== PROBLEM DESCRIPTION ==
Could you continue the article about climate hawks' doubts over the Democrats' energy bill from the point where it stops?

== DOCUMENT SEGMENT ==
□ □ □ □ □ □ □

Climate crisis hawks have questions about energy policies in Democrats’ new bill
WASHINGTON — Climate crisis hawks are raising significant questions about Democrats’ emerging legislative deal to address healthcare, energy and taxes, a potential roadblock to swift passage of a key portion of President Biden’s agenda.
If approved, the bill — an agreement cut in secret between Senate Majority Leader Charles E. Schumer (D-N.Y.) and Sen. Joe Manchin III (D-W.Va.) with the White House’s blessing — would include $369 billion for climate provisions and reduce emissions by roughly 40% by 2030, according to the bill’s authors.
It would amount to the most consequential climate change bill ever approved by Congress, although that’s largely because Congress has never passed a substantial climate bill.
Proponents say the deal would begin to reshape the nation’s reliance on emissions-producing fuels and catapult the United States into a worldwide leader in reducing emissions.
The plan includes billions of dollars in tax incentives for renewable energy and home energy rebates, credits for clean cars ($4,000 for used cars and up to $7,500 for new cars) and incentives for the purchase of electric vehicles.
In addition to addressing climate change, the legislation would allow Medicare to negotiate prescription drug prices and set a corporate minimum tax rate — Democratic priorities that the party is eager to run on in the fall midterm election.
But climate hawks are concerned that the plan ties renewable energy development — which they say is pivotal to redirecting the world away from fuels that produce emissions — to mandatory new fossil fuel leasing off the coast of Alaska and in the Gulf of Mexico.
Manchin and Schumer also agreed to advance unspecified reforms for lease permitting in a separate bill, which has raised questions among progressives.
Rep. Jared Huffman (D-San Rafael) called the renewables-for-leases arrangement a “really gross … hostage situation.”
“If we mean what we say about this climate crisis, you don’t go and offer up 60 million acres of new offshore fossil development plus new drilling in the Arctic. So there’s some tough conversations that need to happen,” he said. “I need to understand exactly how that is likely to play out before I decide what I am going to do.”
Huffman and others concerned about climate change say they want the White House — which controls the leasing — to more fully explain the plan, released Wednesday evening.
White House officials were working the phones Thursday to lobby climate advocates in the House, including Rep. Sean Casten (D-Ill.).

□ □ □ □ □ □ □

== INPUT DATA ==
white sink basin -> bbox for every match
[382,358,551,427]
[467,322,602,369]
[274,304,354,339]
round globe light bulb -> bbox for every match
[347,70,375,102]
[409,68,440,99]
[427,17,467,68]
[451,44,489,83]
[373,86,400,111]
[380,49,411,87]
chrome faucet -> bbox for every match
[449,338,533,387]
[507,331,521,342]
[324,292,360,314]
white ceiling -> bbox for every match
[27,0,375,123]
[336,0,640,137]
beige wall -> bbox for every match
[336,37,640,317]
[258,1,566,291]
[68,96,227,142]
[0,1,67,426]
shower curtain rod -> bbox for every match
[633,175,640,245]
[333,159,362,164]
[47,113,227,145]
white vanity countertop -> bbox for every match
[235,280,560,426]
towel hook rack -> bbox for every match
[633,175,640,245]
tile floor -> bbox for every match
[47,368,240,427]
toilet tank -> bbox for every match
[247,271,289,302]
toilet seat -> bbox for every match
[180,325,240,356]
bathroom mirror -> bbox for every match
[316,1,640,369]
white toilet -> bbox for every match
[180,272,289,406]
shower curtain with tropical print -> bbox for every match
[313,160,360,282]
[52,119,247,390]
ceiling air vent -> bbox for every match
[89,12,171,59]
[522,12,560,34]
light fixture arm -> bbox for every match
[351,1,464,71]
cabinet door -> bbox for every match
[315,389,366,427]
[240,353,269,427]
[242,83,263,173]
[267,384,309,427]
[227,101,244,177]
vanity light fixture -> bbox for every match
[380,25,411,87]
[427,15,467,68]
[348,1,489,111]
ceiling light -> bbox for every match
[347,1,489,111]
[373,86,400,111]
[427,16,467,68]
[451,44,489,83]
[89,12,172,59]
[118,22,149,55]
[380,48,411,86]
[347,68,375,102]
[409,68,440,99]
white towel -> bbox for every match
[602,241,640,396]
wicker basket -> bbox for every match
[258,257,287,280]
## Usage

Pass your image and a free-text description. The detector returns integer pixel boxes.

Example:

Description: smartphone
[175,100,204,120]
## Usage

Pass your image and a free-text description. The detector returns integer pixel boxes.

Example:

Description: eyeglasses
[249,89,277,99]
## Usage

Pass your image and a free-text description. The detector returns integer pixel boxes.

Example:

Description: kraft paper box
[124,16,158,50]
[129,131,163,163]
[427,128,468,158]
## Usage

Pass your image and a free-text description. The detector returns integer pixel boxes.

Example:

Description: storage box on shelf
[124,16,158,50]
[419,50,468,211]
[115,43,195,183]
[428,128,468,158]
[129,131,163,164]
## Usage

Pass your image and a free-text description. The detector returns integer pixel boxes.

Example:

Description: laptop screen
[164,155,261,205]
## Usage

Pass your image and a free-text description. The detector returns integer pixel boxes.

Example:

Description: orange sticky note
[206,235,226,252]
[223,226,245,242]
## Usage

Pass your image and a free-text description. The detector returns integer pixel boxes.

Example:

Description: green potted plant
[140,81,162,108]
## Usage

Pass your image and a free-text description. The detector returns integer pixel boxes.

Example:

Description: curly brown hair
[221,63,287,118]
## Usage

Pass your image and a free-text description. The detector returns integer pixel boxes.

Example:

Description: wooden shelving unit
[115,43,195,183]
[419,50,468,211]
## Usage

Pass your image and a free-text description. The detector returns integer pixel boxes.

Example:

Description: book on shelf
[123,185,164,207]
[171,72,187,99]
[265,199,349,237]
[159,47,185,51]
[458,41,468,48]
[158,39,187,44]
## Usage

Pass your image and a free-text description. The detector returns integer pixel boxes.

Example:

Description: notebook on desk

□ □ □ □ □ □ □

== RESULT OF THIS EXERCISE ==
“What I’m trying to understand is: Is the White House fighting for the president’s agenda, or is the White House fighting for that which can pass the Senate, which is a different thing,” Casten said. “To the extent that this text is the latter, then we have to have a conversation with the White House about, ‘OK, if we’re going to vote for this in the House, what degrees of freedom do you have, and are you willing to use them?’”
Rep. Raul M. Grijalva (D-Ariz.), chairman of the House Natural Resources Committee, is concerned that the “comprehensive permitting reform” is going to open the door to excessive permitting. He questioned whether it is “just another euphemism for gutting our most foundational environmental and public health protections, like the National Environmental Policy Act.”
Climate advocates have long been skeptical of Manchin’s commitment to combating climate change, questioning whether his home state’s coal interests would prevent him from supporting anything that would spur development in renewable energies, such as wind and solar.
But with Manchin as the most conservative Democrat in the closely divided 50-50 chamber, his vote is necessary for any deal. Democrats plan to pass the legislation under a special procedure that circumvents a Republican filibuster.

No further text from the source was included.